- **Set task A**
Copy the passage of the TrendSonic case thread below verbatim, from "# Solved: TrendSonic" up to and including "at the moment.".

=======

# Solved: TrendSonic SA11A Computer Case



## AvicusUK (Sep 19, 2009)

Hi

I just bought a TrendSonic SA11A Series Computer box. As I was fitting the motherboard (ASRock AM2NF3-VSTA) I could not fit the front cables on it because the names on the cables did not match the motherboard's manual.

I was told that this motherboard was compatible with the case.

Please help. I am loosing my nut at the moment. 

Here are the front panel cable details:

Audio Plugs:
Green - Mic-In
Orange - Mic-BIAS
Yellow - Return L
Blue - Return R
White - SpkOut L
Red - SpkOut R
Black - GND

USB Plugs:

USB 1:
Red - VCC1
Black - 1 GND
White - 1 - D
Green - 1 + D

USB 2:
Red - VCC2
Black - 2 GND
White - 2 - D
Green - 2 + D

And Power SW with 2 pins

Thanks


----------



## Who's Me (Aug 29, 2006)

=======

- **Set task B**
Repeat verbatim the lines of the listing below, from the line with "find white field line" up to and including the line with "548,400 -> 594,447".

- **Information provided**
=======

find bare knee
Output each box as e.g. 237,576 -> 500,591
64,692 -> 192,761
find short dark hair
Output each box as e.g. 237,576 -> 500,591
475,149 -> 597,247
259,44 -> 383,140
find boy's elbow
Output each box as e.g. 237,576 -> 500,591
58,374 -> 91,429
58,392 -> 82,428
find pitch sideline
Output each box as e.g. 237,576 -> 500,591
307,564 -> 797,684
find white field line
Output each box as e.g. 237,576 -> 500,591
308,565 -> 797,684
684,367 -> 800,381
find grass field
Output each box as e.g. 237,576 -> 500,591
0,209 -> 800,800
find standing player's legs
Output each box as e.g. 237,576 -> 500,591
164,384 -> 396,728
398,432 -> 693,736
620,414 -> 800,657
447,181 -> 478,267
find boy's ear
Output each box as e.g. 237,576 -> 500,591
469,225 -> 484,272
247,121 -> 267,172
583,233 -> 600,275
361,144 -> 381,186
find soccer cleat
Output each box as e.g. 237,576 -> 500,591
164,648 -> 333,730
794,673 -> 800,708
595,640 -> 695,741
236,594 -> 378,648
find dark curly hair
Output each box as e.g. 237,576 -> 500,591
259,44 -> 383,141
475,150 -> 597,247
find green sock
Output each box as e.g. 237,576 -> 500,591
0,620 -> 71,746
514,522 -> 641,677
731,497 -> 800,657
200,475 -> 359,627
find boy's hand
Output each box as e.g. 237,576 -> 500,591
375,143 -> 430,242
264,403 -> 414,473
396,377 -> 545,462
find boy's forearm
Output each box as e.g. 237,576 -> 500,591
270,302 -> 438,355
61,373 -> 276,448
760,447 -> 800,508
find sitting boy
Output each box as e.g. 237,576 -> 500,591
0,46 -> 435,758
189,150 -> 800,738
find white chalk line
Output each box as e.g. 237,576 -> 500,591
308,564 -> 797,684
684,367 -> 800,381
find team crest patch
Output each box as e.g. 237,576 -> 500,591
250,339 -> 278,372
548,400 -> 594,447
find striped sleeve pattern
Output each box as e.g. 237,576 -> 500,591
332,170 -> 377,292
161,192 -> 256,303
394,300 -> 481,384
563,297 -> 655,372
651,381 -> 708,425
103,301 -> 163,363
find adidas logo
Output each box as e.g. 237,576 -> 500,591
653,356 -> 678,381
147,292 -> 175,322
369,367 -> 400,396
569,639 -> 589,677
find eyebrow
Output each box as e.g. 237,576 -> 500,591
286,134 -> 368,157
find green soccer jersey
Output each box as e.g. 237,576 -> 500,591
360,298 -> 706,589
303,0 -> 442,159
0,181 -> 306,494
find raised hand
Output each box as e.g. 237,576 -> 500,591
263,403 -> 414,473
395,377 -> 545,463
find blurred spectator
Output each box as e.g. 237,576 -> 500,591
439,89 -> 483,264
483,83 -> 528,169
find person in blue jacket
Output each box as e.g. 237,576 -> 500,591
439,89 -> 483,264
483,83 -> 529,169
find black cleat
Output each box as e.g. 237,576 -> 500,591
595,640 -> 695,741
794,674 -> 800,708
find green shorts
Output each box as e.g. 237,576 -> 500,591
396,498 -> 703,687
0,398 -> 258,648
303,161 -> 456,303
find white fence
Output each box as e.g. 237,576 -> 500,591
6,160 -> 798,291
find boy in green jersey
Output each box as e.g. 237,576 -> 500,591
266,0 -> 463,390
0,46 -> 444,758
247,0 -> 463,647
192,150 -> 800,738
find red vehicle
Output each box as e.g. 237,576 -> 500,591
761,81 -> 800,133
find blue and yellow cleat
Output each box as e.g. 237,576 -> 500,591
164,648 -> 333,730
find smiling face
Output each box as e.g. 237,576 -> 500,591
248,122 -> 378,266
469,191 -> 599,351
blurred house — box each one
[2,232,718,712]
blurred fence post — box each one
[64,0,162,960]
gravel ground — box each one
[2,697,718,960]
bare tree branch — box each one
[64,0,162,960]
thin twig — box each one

=======

- **Task output A**
# Solved: TrendSonic SA11A Computer Case



## AvicusUK (Sep 19, 2009)

Hi

I just bought a TrendSonic SA11A Series Computer box. As I was fitting the motherboard (ASRock AM2NF3-VSTA) I could not fit the front cables on it because the names on the cables did not match the motherboard's manual.

I was told that this motherboard was compatible with the case.

Please help. I am loosing my nut at the moment.

- **Task output B**
find white field line
Output each box as e.g. 237,576 -> 500,591
308,565 -> 797,684
684,367 -> 800,381
find grass field
Output each box as e.g. 237,576 -> 500,591
0,209 -> 800,800
find standing player's legs
Output each box as e.g. 237,576 -> 500,591
164,384 -> 396,728
398,432 -> 693,736
620,414 -> 800,657
447,181 -> 478,267
find boy's ear
Output each box as e.g. 237,576 -> 500,591
469,225 -> 484,272
247,121 -> 267,172
583,233 -> 600,275
361,144 -> 381,186
find soccer cleat
Output each box as e.g. 237,576 -> 500,591
164,648 -> 333,730
794,673 -> 800,708
595,640 -> 695,741
236,594 -> 378,648
find dark curly hair
Output each box as e.g. 237,576 -> 500,591
259,44 -> 383,141
475,150 -> 597,247
find green sock
Output each box as e.g. 237,576 -> 500,591
0,620 -> 71,746
514,522 -> 641,677
731,497 -> 800,657
200,475 -> 359,627
find boy's hand
Output each box as e.g. 237,576 -> 500,591
375,143 -> 430,242
264,403 -> 414,473
396,377 -> 545,462
find boy's forearm
Output each box as e.g. 237,576 -> 500,591
270,302 -> 438,355
61,373 -> 276,448
760,447 -> 800,508
find sitting boy
Output each box as e.g. 237,576 -> 500,591
0,46 -> 435,758
189,150 -> 800,738
find white chalk line
Output each box as e.g. 237,576 -> 500,591
308,564 -> 797,684
684,367 -> 800,381
find team crest patch
Output each box as e.g. 237,576 -> 500,591
250,339 -> 278,372
548,400 -> 594,447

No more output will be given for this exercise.